Now on to more soul searching...



(People checking in at the triage tent this fall, somewhere near Chansal Pass...)

Sunday, May 10, 2009

First Day


So far so good.

First shift of this travel contract. My roommie is a clean, hard-working, athletic, smart, bubbly, travel maternity nurse (who doesn't drink my soymilk or have the t.v blaring at all times). She invited me out for dinner with 3 of the other agency nurses tonight. Had a great night and was impressed that all the girls ordered beer. Agency nurses are so cool.

The ER is tiny and there are a lot of people in town with standing orders for meperidine (WTF?) but the staff seem to have good breadth and depth of experience. One of the docs today let me suture a sweet ankle lac and for the first time I didn't use prolene--I kind of liked the nylon sutures...different memory than the prolene ones. Anyway, I automatically dig docs who let me suture (it usually means they are cool/lazy/willing to teach/not obsessed with territory).

I think I may choose to stick around here longer than 2.5 weeks if they offer to extend. We'll see.

Tuesday, May 5, 2009

More Amazing Brain Development Information

Ok. If you have a few hours to kill in a car (like I always seem to...) let me recommend listening to this radio show. It is from one of my favorite podcasts, "Ideas" on CBC.

This feature, The Brains of Babes, especially episode one, has some fascinating discussion about studies linking heart disease and diabetes to fetal/early childhood health as well as pre-pregnancy maternal health.

And while we are on the matter of fetal/early childhood development can I also mention that the two most recent books that left my jaw on the floor were, "The Brain that Changes Itself" by Doidge and "In the Realm of Hungry Ghosts" by Mate. Really, if these books don't fascinate you to the point where everyone around you rolls your eyes when you begin yet another sentence with "so I was reading today..." then send me your copy and I'll send you the money for it. :)

My apologies if I've mentioned these books before on Asystole, but listening to those features on Ideas just reminded me and I wanted to give them the props they deserve.

So there you have your summer light reading list.

Oh, and add "Book of Negroes" by Hill to that. Finished it today.

Wow. What a book.

(I know that is the weakest review of a book ever, but seriously...just read it.)

Pack, unpack, rinse: repeat.

Oh duffel bag. How I love and loathe thee.

**STUDY MATERIAL:**
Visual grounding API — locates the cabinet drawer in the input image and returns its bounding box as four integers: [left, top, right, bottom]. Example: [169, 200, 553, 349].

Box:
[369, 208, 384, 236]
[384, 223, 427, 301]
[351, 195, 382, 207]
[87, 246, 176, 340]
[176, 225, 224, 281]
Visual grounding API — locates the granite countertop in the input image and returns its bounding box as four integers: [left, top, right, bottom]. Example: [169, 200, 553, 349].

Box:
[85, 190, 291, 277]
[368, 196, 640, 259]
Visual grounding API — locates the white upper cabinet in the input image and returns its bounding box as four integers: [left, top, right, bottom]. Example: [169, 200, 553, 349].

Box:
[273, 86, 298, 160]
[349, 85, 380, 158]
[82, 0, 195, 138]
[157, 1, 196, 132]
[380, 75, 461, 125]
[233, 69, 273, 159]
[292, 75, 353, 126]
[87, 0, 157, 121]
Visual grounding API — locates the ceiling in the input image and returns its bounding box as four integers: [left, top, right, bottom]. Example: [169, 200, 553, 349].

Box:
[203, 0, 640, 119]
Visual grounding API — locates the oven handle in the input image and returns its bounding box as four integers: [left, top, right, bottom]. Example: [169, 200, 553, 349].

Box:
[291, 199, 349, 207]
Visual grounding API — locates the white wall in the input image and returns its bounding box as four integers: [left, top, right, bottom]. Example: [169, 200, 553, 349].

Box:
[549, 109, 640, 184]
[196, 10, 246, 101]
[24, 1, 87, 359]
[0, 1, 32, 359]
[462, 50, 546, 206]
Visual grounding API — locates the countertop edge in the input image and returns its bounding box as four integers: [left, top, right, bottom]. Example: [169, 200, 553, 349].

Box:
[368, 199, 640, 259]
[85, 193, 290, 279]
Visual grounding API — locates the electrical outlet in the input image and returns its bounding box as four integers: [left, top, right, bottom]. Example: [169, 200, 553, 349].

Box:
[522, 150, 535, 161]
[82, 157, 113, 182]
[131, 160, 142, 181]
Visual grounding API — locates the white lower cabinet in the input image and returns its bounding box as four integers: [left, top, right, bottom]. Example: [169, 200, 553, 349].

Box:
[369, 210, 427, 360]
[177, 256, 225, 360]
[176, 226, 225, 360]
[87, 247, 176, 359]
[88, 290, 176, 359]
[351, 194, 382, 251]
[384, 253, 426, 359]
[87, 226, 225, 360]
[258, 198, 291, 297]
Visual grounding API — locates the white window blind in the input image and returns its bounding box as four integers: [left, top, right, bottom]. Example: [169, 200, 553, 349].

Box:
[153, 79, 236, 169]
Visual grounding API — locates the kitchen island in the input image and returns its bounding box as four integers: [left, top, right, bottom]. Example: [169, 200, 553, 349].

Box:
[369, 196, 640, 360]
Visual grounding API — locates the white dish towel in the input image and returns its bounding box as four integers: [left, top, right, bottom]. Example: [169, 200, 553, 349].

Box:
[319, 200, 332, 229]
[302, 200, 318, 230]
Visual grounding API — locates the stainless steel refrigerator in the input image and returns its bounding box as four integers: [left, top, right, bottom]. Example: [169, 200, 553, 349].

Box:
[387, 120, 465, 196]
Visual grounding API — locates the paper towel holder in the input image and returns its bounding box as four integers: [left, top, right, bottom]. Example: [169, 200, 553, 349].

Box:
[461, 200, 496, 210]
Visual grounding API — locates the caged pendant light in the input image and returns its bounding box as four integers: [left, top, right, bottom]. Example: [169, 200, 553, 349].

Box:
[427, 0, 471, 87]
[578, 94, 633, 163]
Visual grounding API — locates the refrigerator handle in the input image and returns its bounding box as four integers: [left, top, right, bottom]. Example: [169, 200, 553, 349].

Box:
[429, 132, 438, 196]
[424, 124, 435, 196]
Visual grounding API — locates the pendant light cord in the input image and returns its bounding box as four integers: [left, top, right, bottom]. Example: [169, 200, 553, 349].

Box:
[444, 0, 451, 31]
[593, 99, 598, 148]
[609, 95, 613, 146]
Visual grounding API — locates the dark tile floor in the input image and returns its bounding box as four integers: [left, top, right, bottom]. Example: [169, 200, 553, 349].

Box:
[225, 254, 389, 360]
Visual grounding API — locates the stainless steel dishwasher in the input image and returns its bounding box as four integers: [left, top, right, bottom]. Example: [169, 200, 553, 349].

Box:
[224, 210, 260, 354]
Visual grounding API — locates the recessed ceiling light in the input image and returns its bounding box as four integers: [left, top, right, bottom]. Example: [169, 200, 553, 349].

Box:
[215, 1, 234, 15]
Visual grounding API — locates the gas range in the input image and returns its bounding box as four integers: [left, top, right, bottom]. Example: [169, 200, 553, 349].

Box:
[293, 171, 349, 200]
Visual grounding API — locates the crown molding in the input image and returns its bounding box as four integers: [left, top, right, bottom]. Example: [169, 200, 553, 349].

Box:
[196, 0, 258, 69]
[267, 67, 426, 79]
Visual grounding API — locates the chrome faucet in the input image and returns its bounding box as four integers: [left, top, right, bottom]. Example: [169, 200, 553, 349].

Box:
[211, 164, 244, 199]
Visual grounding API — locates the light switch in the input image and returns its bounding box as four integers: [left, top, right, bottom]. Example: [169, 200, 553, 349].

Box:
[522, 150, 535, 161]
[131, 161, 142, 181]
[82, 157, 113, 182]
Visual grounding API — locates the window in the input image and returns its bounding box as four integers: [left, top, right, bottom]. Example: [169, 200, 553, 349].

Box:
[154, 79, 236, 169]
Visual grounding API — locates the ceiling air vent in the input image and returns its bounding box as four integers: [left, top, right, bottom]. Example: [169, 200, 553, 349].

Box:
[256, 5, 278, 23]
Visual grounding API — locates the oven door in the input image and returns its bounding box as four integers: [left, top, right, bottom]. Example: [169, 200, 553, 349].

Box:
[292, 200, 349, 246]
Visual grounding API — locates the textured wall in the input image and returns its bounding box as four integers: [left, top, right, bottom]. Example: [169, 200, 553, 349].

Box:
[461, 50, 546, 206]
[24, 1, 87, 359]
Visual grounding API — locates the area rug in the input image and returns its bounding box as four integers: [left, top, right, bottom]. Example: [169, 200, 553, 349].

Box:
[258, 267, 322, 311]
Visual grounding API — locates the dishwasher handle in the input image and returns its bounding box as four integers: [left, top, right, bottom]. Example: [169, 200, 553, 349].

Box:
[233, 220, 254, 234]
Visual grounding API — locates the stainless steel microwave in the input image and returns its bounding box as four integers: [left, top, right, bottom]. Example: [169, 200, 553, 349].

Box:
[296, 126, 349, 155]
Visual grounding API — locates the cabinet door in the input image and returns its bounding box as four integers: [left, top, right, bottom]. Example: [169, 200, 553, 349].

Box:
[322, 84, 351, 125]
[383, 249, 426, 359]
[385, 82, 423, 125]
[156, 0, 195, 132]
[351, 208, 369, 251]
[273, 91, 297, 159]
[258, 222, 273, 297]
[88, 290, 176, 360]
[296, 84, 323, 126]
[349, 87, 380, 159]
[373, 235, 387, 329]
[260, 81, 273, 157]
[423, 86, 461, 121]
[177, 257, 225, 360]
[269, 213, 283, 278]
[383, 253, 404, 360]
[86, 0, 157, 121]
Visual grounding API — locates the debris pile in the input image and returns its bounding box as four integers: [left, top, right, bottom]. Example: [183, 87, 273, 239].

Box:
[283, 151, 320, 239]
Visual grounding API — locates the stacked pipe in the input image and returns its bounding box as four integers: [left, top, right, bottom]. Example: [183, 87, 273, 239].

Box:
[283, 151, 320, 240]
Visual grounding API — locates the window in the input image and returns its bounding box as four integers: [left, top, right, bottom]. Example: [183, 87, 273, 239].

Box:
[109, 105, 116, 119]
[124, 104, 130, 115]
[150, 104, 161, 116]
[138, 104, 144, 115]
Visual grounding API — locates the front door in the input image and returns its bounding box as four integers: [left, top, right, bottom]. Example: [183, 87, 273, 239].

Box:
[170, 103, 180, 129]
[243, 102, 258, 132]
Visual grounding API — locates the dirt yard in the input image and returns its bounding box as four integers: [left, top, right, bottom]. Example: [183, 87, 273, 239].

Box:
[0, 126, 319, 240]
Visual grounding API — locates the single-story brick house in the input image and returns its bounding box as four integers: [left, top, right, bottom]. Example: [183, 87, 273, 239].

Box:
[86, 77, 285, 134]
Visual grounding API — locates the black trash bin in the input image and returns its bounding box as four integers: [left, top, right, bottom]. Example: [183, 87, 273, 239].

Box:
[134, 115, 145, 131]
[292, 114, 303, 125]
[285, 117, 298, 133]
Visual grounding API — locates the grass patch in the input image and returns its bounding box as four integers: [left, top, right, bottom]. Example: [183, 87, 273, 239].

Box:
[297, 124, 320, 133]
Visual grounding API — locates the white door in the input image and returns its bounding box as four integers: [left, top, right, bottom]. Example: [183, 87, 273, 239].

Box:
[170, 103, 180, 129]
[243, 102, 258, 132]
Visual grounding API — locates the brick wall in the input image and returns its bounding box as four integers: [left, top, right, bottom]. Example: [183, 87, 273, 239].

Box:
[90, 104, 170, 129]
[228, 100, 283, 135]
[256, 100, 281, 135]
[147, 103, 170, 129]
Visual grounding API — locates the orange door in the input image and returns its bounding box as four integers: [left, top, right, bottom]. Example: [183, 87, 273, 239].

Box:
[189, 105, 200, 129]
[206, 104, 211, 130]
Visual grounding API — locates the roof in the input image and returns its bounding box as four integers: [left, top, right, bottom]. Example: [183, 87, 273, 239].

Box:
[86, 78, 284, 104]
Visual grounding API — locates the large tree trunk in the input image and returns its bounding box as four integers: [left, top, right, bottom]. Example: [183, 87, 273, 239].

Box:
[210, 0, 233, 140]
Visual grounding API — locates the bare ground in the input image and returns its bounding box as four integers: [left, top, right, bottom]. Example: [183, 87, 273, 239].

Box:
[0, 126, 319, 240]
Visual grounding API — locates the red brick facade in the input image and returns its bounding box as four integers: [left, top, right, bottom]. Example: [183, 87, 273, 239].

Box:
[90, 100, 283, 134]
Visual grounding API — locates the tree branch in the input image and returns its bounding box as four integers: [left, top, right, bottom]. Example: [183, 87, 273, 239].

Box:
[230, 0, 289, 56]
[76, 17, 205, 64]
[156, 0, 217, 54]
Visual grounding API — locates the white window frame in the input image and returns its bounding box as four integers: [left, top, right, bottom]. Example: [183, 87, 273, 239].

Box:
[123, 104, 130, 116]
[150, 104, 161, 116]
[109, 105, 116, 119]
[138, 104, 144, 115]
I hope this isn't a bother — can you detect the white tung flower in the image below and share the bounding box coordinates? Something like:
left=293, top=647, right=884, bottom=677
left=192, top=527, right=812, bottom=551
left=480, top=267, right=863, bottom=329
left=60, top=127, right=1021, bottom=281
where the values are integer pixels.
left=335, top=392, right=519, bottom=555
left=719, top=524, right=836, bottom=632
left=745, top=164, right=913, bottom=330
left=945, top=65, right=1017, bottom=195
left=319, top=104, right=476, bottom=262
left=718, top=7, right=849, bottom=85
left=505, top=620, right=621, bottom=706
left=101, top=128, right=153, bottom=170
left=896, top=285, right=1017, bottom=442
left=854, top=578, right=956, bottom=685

**ASSIGNMENT 1:**
In the blog excerpt, which suture material did the writer use for the first time when closing the ankle laceration?
**ASSIGNMENT 2:**
List every book the blog excerpt recommends, with the author named for each.
**ASSIGNMENT 3:**
Continue the blog excerpt, picking up right after its final sentence.

**ANSWER SPACE 1:**
Nylon sutures.

**ANSWER SPACE 2:**
- "The Brain that Changes Itself" by Doidge
- "In the Realm of Hungry Ghosts" by Mate
- "Book of Negroes" by Hill

**ANSWER SPACE 3:**
Last week I moved out of my quaint little mountain abode. Sniff. Was sad to go, for a few reasons. I stared out those living room windows plenty in the past few weeks wondering about these big decisions and major life changes on the horizon. Out those windows were snowy peaks, alpen glow, and swirling flakes. Not far down the road, the most beautiful section of highway running along the ocean and through the southern coastal mountains.

Though I am very excited about my upcoming move to Ireland I am already starting to feel nostalgic about the beautiful landscapes and people that I'm leaving. I've been in BC for 5 years now and have a hard time imagining myself settling anywhere else in the world (well I have a hard time imagining settling anywhere right now....but eventually!)

This week was supposed to me my first week of classes in the Caribbean. I certainly wish I could be jumping into studies this soon in Ireland. These next months of working are going to be difficult as I feel so ready to start school.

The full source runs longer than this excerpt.